EXERCISE DIRECTIONS =
Continue the piece on boat upkeep and marine growth, picking up after its last sentence.

EXTRACT =
BEGIN

Overall output frequency range: from 19.08kHz to 41.66kHz in 14 bands; frequency overlapping included between each band
Frequency sweep in each band: 12 frequencies ranging from approximately 80Hz steps at 20kHz to 344Hz steps at 40kHz
Signal burst period: 600ms at 20kHz, 300ms at 40kHz (1000 cycles/ burst)
Pause between each band: 500ms
Dead-time for push-pull driver: 5µs
Output drive: 250VAC (up to 800V peak-peak)
Low voltage threshold: 11.5V (switch-on voltage = 12V)
Supply Voltage: 11.5 - 16V maximum
Current drain: 220mA average at 12V driving a 3.6nF load
Peak current at transducer resonance: 3A
Quiescent current below 11.5V: 6.7mA
Everyone knows that owning and maintaining a boat is expensive; the bigger the boat, the more expensive it is.
Many readers will be familiar with trailer sail-boats and power boats. These are relatively cheap to run and since they are not left in the water, they should never have problems with marine growth. However, once you have a boat on a swing mooring or tied up to a berth in salt water, marine growth is endemic and the warmer the water, the more severe the problem.

END

SUPPLIED MATERIAL =
BEGIN

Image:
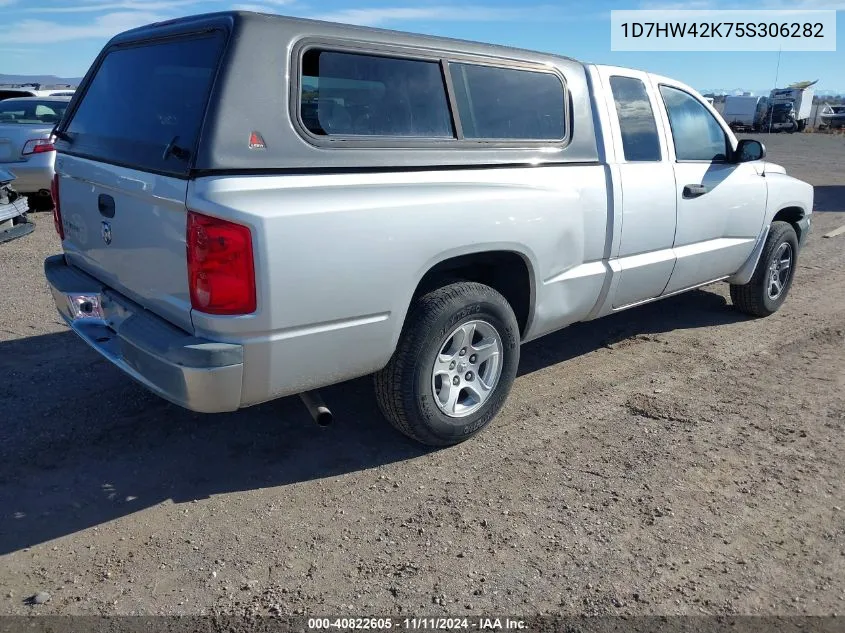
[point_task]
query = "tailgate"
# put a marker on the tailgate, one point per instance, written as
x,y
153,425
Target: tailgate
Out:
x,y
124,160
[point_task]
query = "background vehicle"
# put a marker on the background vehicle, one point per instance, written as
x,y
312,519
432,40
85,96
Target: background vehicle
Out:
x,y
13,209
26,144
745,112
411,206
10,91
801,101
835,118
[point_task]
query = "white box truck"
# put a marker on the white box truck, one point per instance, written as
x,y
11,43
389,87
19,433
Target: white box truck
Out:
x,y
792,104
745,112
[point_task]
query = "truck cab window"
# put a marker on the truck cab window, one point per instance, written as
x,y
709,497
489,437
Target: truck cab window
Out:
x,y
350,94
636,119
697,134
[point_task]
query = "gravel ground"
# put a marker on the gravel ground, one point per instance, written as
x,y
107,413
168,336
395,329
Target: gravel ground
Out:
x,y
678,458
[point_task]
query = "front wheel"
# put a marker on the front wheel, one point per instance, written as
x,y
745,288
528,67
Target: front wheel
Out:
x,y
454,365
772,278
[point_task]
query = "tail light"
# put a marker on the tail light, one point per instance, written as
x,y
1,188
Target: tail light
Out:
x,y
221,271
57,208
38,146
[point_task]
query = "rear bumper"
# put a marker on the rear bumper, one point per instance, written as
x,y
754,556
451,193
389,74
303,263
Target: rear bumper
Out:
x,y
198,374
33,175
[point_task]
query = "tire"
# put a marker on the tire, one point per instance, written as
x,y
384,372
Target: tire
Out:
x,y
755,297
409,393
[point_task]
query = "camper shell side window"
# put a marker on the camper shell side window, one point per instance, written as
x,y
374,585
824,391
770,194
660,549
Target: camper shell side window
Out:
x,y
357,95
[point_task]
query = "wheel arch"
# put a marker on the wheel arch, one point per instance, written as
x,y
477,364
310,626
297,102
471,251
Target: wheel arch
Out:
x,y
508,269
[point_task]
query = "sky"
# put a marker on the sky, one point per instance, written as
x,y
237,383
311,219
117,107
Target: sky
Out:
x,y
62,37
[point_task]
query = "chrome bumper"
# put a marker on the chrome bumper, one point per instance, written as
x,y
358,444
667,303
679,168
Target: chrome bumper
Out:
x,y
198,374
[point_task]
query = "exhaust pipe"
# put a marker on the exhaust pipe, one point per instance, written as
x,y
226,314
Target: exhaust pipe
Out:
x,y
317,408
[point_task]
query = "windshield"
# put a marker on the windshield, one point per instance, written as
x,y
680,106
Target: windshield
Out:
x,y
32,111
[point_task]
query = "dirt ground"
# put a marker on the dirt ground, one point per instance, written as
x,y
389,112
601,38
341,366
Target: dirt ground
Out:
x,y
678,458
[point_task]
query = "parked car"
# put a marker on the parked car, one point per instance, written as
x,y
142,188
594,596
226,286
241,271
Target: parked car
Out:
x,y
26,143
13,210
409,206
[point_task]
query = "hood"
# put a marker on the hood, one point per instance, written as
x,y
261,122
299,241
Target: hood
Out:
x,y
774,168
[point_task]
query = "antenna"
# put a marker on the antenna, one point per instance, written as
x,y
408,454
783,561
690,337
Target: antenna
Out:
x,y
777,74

END
BEGIN

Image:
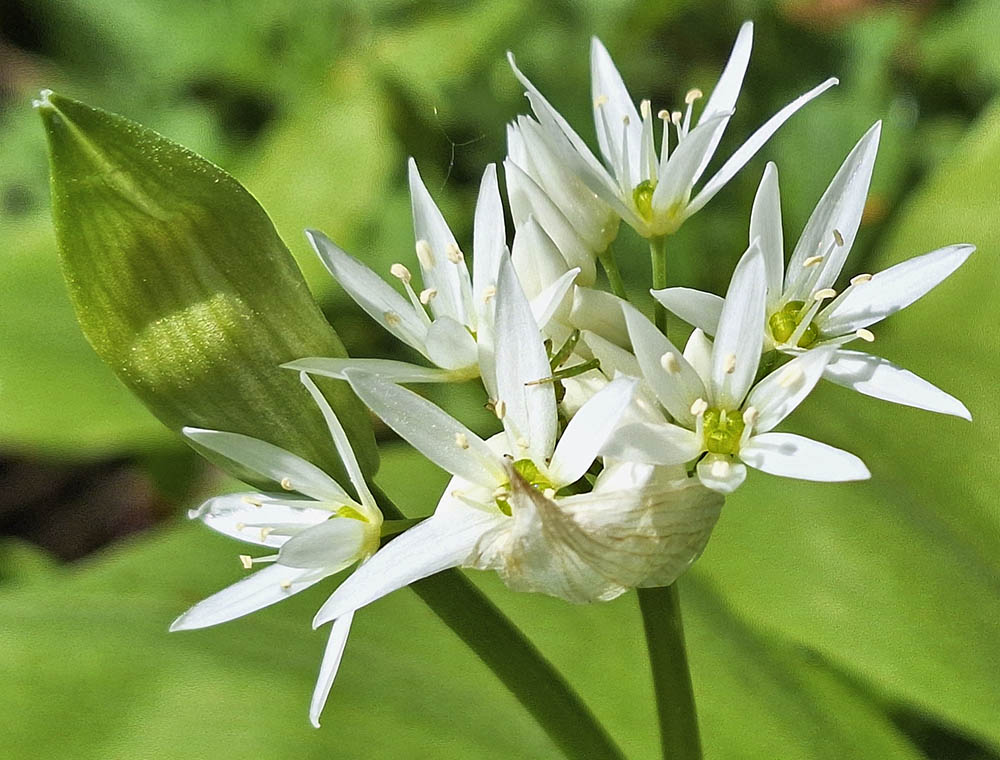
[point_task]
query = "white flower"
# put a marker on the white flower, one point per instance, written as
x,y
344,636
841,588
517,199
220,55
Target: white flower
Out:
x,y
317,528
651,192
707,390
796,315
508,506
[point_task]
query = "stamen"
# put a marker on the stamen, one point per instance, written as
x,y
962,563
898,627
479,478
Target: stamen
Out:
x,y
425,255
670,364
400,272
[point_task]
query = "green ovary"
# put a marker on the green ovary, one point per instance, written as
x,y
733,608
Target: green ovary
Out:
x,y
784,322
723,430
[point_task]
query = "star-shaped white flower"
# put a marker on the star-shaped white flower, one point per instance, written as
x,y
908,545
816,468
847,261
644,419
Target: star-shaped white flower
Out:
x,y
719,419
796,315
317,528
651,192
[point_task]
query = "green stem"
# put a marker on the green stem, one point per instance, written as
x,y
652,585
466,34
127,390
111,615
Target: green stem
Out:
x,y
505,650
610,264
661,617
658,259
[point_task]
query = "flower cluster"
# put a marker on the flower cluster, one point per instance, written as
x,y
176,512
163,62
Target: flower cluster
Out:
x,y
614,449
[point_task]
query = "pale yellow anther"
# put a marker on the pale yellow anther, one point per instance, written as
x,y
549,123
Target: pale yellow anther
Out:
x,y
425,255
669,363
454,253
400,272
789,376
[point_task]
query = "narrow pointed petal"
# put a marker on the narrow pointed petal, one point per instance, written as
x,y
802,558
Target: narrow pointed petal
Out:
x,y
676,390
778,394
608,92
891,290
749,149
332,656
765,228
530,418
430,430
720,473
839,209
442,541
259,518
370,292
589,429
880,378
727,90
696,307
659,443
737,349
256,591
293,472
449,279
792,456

END

RESPONSE BOX =
The driver circuit is housed in an IP65 ABS box with a clear lid. It produces the high-voltage pulsed waveform that's used to drive the ultrasonic transducer.
The vast majority of larger boats in Australia and New Zealand are moored in warm, salty waters and so marine growth is a big problem. In years past, the solution was to coat the hull in an arsenic-based anti-fouling compound but these were highly toxic to all marine life and have now been banned. This means that the anti-fouling compounds used now, while still toxic to marine growth, are far less effective.
The problem is even more severe for boats that are moored in canal developments. There, because the water is much warmer and there is little water movement, marine growth can be so rapid that anti-fouling needs to done as often as every six months.
If a boat is not being used, marine growth can still rapidly take hold and there can be significant growth after only a few months. This is because anti-fouling coatings are “ablative” which means that they depend for their operation on the boat moving through the water to literally wear off the surface and thereby expose fresh (and toxic) anti-fouling compound.
So anti-fouling needs to be done at least once a year and in some cases, more frequently if the boat is seldom used or moored in a canal. If you do this work on your own boat, it is tedious, dirty and expensive (even hauling the boat out of water is expensive). If you pay someone else to do it, it is much more expensive. All boat owners would love to avoid this cost.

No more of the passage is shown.